++++ SUPPLIED RECORDS

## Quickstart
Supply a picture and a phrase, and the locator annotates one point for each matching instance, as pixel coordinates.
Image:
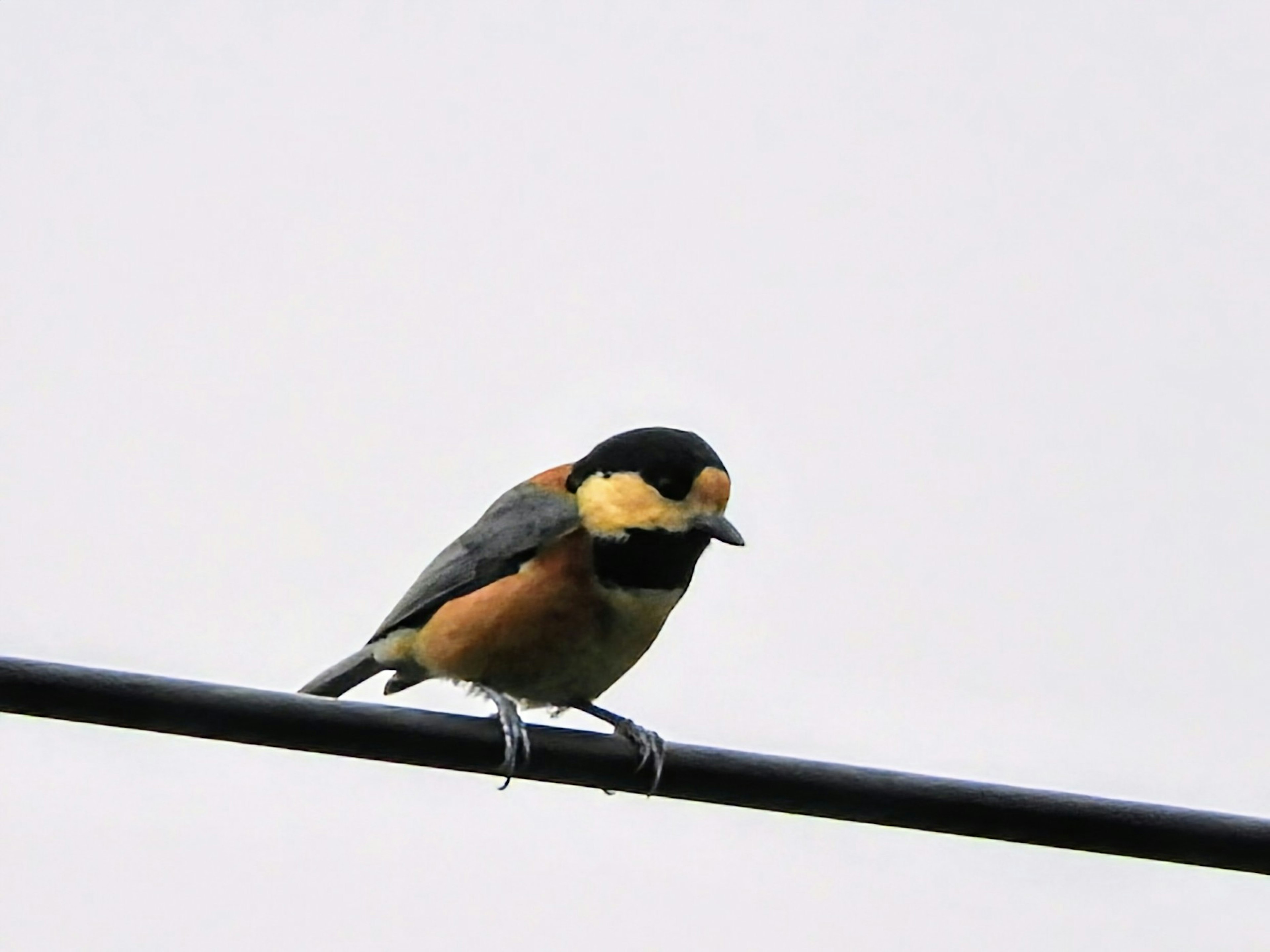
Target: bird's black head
(653, 480)
(670, 461)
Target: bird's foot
(516, 738)
(648, 744)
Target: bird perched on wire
(561, 587)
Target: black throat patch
(650, 559)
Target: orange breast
(519, 633)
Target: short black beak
(718, 527)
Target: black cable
(737, 778)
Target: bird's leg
(516, 738)
(648, 744)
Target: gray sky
(972, 302)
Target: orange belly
(548, 634)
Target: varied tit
(561, 587)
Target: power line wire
(582, 758)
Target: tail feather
(345, 676)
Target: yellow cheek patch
(710, 491)
(611, 506)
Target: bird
(559, 588)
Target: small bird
(559, 588)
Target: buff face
(614, 504)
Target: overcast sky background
(973, 302)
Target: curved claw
(648, 744)
(650, 747)
(516, 738)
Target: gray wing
(507, 535)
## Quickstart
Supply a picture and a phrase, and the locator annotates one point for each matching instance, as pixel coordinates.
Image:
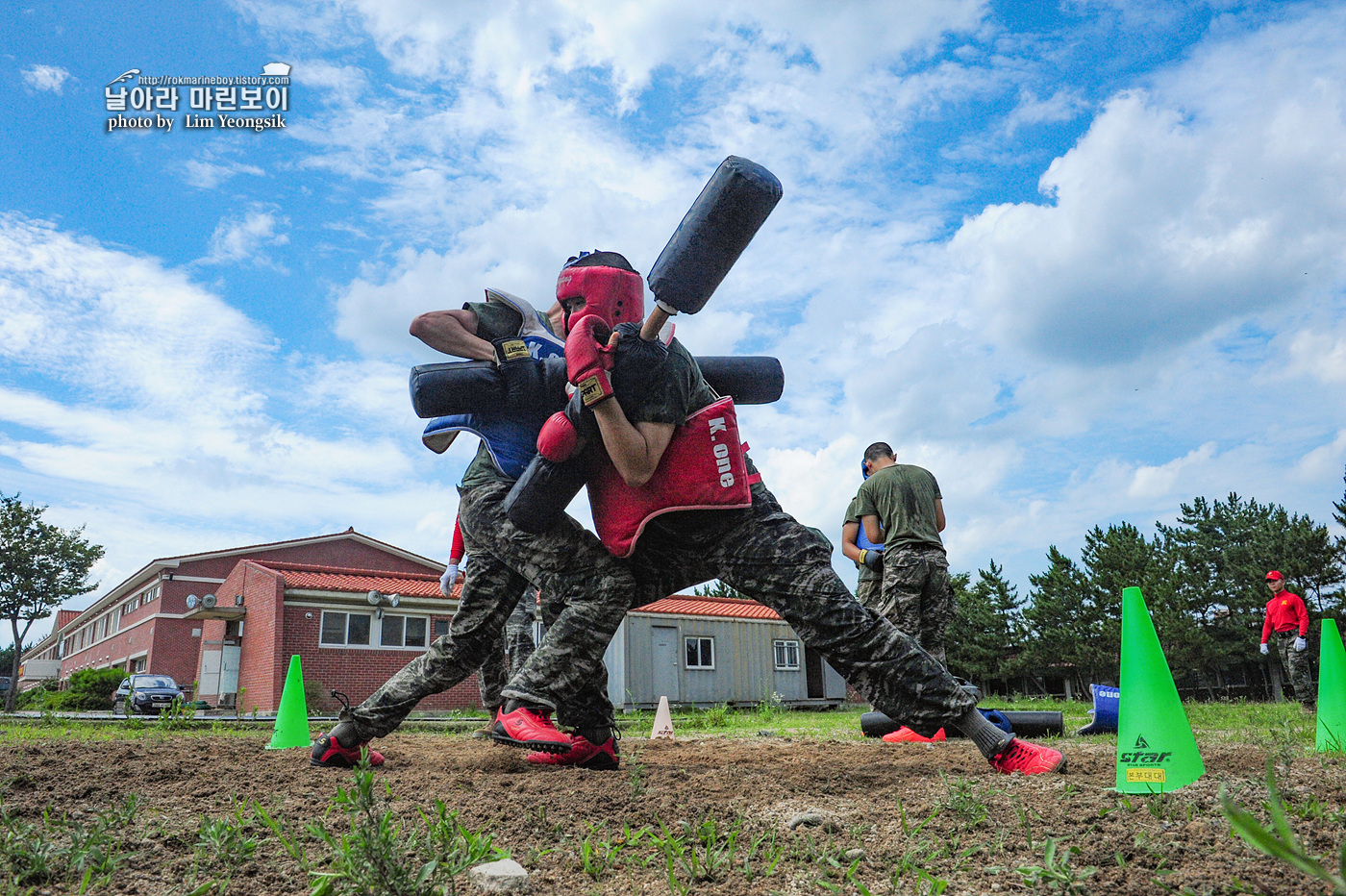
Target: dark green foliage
(986, 629)
(717, 588)
(91, 687)
(1204, 580)
(40, 566)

++++++++

Arrange each line of the listing above as a JSON list of strings, one string per line, with blank lines skipped. Leave the pictures out of your answer.

**OUTPUT BELOW**
[
  "## Quickstart",
  "Supply a picture and a phrase, and the locator annotates one point for each matching instance, as pixel coordinates.",
  "Image:",
  "Target: bird's black head",
  "(653, 480)",
  "(670, 461)",
  "Target: bird's foot",
  "(516, 738)",
  "(648, 744)",
  "Target: bird perched on wire",
  "(561, 587)",
  "Target: black throat patch",
  "(650, 559)",
  "Target: orange breast",
  "(519, 633)",
  "Target: short black beak",
  "(718, 527)",
  "Target: black cable",
  "(737, 778)",
  "Target: bird's leg",
  "(516, 738)",
  "(648, 744)",
  "Target: gray sky",
  "(972, 302)",
  "Target: orange belly",
  "(548, 634)",
  "Target: varied tit",
  "(561, 587)",
  "Target: power line wire",
  "(582, 758)",
  "Target: tail feather",
  "(345, 676)",
  "Target: yellow cheek patch",
  "(710, 491)",
  "(611, 506)",
  "Target: bird",
  "(559, 588)",
  "Target: small bird",
  "(559, 588)",
  "Target: buff face",
  "(614, 504)",
  "Target: overcast sky background",
  "(973, 302)",
  "Target: curved claw",
  "(648, 744)",
  "(650, 747)",
  "(516, 738)",
  "Target: gray wing",
  "(507, 535)",
  "## Quickstart",
  "Supply a picture and a phrase, and the locator annotates one point for each matching instance, as pixel coordinates.",
  "Image:",
  "Target: dark green foliage",
  "(986, 629)",
  "(717, 588)",
  "(91, 687)",
  "(1204, 580)",
  "(40, 566)"
]